Rewrite the stretch of the data from the line containing "plank wall in the image above." through the end of the data, request lines included, and shift every coordinate value in the answers by adding 49 to it.

-- BEGIN Supplied records --

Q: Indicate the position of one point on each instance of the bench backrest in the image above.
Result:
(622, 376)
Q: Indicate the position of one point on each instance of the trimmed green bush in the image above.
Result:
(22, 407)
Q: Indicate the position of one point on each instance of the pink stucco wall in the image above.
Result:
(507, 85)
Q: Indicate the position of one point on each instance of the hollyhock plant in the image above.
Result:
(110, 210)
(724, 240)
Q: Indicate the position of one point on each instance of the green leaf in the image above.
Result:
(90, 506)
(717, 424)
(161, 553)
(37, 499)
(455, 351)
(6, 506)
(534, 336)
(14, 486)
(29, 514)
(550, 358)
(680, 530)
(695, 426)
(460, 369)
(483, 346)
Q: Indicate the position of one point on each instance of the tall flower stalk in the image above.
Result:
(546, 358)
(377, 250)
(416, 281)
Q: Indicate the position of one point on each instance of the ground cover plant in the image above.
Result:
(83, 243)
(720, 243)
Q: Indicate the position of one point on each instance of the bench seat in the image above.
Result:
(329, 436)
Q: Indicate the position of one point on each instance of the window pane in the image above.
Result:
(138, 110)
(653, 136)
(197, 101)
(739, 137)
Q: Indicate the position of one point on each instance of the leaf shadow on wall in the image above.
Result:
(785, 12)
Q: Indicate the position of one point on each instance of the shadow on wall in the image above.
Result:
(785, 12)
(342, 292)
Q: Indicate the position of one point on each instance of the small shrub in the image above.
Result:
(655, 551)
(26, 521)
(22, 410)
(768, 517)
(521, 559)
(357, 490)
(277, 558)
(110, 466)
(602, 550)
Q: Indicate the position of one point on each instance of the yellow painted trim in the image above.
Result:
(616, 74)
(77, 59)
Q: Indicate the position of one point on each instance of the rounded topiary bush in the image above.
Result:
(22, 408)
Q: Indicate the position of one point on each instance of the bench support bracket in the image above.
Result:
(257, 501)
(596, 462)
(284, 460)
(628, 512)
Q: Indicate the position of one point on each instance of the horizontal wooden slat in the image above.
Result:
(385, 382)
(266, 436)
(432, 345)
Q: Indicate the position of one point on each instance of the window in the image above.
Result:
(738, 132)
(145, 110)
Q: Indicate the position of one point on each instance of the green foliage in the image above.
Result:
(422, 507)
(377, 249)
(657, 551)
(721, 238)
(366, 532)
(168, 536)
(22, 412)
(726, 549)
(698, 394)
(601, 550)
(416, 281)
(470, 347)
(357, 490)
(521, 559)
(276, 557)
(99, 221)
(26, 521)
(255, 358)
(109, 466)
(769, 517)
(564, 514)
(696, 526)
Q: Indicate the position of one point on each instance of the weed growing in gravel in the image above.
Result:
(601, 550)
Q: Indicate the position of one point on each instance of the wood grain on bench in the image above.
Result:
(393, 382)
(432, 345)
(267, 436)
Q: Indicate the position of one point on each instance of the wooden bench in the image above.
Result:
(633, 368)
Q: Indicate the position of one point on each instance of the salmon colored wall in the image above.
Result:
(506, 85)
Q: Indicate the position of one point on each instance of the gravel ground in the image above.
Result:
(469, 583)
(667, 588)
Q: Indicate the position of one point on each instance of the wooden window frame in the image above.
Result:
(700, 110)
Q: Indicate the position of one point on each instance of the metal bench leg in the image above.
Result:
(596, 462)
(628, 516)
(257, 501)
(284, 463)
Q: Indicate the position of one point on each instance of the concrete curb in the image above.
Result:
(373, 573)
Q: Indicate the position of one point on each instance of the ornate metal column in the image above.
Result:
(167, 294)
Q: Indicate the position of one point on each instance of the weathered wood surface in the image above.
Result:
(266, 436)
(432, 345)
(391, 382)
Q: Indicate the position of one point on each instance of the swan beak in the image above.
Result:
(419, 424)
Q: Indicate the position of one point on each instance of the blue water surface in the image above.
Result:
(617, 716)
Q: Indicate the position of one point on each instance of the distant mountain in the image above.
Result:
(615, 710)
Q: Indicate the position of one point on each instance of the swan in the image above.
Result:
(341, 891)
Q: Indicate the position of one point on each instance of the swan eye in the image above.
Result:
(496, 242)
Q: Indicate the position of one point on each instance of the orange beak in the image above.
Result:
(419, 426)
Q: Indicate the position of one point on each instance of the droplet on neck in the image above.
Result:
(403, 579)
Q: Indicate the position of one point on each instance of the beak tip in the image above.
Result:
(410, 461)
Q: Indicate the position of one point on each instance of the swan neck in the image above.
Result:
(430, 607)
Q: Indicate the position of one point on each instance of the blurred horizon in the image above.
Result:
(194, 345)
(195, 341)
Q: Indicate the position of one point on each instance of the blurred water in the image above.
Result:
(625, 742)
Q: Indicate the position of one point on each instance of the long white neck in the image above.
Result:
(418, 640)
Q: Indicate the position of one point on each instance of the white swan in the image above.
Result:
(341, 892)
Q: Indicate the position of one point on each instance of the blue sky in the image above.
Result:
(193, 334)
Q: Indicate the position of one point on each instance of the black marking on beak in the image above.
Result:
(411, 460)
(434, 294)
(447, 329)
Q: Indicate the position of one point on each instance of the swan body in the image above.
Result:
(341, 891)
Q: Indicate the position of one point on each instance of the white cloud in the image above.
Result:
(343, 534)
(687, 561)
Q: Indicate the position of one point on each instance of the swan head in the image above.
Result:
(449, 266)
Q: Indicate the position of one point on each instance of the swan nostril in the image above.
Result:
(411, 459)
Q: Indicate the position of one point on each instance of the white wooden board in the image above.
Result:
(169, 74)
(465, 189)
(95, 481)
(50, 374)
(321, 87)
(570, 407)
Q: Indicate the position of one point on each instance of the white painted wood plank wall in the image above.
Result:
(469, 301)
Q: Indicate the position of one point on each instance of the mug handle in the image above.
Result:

-- END Supplied records --

> [Answer in full]:
Q: Indicate the position of one point on each instance of the white painted wood plank wall in the image above.
Result:
(518, 350)
Q: Indicate the position of one point on each instance of the mug handle in the image above.
Result:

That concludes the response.